__Objective__
Continue the passage on contempt of court from the point where it ends.

__Reading passage__
┌──

Receiver has failed to establish contempt of court or the basis for an injunction. “The power to punish for contempt or to use the contempt powers to obtain compliance with a court order is conferred on the court by statute. (Code Civ.Proc., sec. 1218). ‘Disobedience of any lawful judgment, order, or process of the court’ constitutes contempt. (Code Civ.Proc., sec. 1209, subd. (a)(5)).” Conn v. Superior Court (1987) 196 Cal.App.3d 774, 784. “The substantive issues involved in a contempt proceeding are (1) the rendition of a valid order, (2) actual knowledge of the order, (3) ability to comply, and (4) willful disobedience.” Id.

An indirect contempt proceeding is commenced by the filing of a charging affidavit containing factual statements as to each allegation (i.e., valid order, knowledge, ability to comply and willful disobedience). CCP § 1211(a).

“Before a party may be held in contempt of an order of the court, ‘the acts constituting the contempt must be clearly and specifically prohibited by the terms of the injunction,” and the “party bound by an injunction must be able to determine from its terms what he may and may not do; he cannot be held guilty of contempt for violating an injunction that is uncertain or ambiguous.’” Gottlieb v. Superior Court In and For Los Angeles County (1959) 168 Cal.App.2d 309, 312 (citations omitted).

└──

[Records from a data source]
┌──

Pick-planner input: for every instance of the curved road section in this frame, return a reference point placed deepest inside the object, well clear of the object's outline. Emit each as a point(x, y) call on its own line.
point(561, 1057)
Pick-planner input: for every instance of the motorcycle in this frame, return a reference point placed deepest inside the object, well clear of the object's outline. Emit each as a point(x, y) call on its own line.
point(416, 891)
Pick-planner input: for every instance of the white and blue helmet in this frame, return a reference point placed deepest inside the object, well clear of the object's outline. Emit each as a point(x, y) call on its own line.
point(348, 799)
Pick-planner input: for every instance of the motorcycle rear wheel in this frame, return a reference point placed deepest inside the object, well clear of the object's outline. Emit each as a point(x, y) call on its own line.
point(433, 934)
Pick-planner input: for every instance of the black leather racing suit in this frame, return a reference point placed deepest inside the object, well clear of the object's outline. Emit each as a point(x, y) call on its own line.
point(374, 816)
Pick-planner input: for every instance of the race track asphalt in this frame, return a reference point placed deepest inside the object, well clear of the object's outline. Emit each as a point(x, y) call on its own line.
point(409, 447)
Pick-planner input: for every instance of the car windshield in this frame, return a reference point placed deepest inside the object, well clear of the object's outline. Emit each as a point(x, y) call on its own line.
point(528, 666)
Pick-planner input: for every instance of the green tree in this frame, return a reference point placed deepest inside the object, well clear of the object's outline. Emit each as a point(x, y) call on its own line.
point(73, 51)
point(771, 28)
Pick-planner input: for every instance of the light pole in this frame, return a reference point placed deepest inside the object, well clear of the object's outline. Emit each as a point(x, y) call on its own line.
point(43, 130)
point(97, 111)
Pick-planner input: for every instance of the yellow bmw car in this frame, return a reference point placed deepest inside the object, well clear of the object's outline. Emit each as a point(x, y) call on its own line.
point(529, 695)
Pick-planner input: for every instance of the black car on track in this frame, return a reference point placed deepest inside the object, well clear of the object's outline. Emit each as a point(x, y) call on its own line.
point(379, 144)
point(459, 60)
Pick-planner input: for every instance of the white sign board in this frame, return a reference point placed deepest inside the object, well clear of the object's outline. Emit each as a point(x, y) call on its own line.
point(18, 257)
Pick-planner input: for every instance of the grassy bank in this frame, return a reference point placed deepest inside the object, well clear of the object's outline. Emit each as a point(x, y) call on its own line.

└──

__Answer to the problem__
Receiver does not attach any such court order that APU allegedly disobeyed. Receiver’s affidavit is deficient as to each of the above elements and is made “to the best of [his] personal knowledge and belief,” which is similar to the language of the verified complaint found insufficient in Ancora Citronelle Corp. v. Green (1974) 41 Cal.App.3d 146 (i.e., “He has read the Complaint and First Amendment to Complaint herein and to the extent of his knowledge, information or belief, the allegations thereof are true”). Of this language, the court noted: “We note that this ‘verification’ is consistent with the declarant having no knowledge whatever of the alleged facts of these pleadings, and that nowhere does it day that he alleged facts are true.” Id. at 150.

Receiver, moreover, provides no authority for the proposition that the mere nonpayment of a disputed contractual obligation constitutes interference with the Receiver’s possession of receivership property subject to contempt. In any event, APU’S Vice President for Administration, Donald Davis, attests that APU has been paying $5,000.00 per month into the Receiver’s “Security Deposit Account” which was established under the lease (Davis Decl., ¶ 5, Exh. A).

The motion, then, is denied. The court declines the parties’ competing requests for fees.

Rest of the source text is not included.